The task: Rewrite the records below as a numbered list with one line per item, leaving out blank lines and the pictures.
>> Begin Entries provided
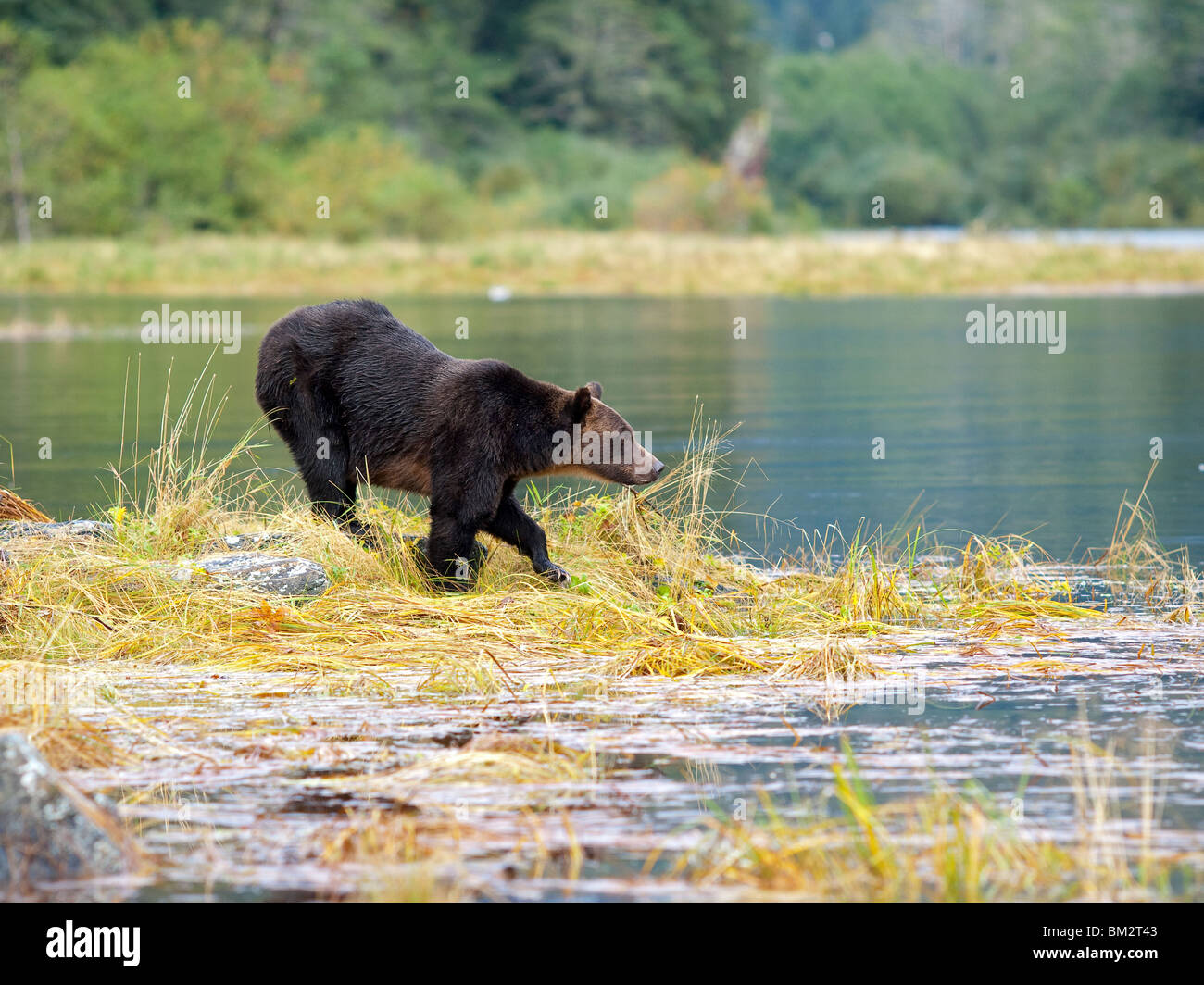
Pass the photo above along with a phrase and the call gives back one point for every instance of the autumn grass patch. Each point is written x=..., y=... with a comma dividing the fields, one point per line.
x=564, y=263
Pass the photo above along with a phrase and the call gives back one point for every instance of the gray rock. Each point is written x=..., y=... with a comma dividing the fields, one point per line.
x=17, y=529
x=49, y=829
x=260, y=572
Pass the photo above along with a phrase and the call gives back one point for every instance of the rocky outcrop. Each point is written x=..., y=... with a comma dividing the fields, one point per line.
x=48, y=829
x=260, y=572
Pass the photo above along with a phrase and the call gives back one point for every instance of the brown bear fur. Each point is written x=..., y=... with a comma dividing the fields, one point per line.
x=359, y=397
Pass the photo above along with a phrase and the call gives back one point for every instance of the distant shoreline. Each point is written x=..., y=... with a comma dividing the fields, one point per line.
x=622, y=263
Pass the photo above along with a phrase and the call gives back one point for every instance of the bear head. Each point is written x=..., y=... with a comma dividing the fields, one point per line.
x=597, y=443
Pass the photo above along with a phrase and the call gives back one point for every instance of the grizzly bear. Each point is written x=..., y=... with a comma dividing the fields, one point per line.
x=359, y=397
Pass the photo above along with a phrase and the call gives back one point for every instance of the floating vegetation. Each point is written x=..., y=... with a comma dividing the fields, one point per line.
>> End Entries provided
Full answer:
1. Pass the photo above along with a phrase and the call gives back one point for every instance of the autumn grass patch. Each point is written x=..., y=... with a comma dividing the fields, one point per line.
2. x=564, y=263
3. Pass the photo above along with a phrase and the call gives back one point for every instance of the gray rock. Each point is written x=..., y=... with a comma dividing the fields, one point per line.
4. x=17, y=529
5. x=49, y=829
6. x=260, y=572
7. Pass the photo above along with a phrase and the call gives back one point for every instance of the rocky outcrop. Each point is written x=..., y=... with a comma dividing the fields, one point per line.
8. x=48, y=829
9. x=260, y=572
10. Pass the photo above along with a phrase and the call gives back one point for every instance of the brown bear fur. Each point is written x=..., y=... with a comma dividing the fields, one point per line.
11. x=359, y=397
12. Pass the photo above along with a phrase and the call gives back one point for every instance of the distant shoreline. Each point is written x=..., y=... with a comma dividing the fields, one point per line.
13. x=622, y=263
14. Pass the photo above along with a phrase and the call gives back one point for every instance of the bear head. Each point is written x=..., y=... with a comma dividing the fields, one point per line.
15. x=597, y=443
16. Pass the photo above along with a phrase and the call gives back one point for every instance of the grizzly bear. Each point is written x=..., y=... with a comma dividing the fields, one point per line.
17. x=359, y=397
18. Pass the photo above along with a phrase and the call gives back one point for every instance of the floating vegetation. Each point is written x=..., y=... with a comma dividing the fields, one point per line.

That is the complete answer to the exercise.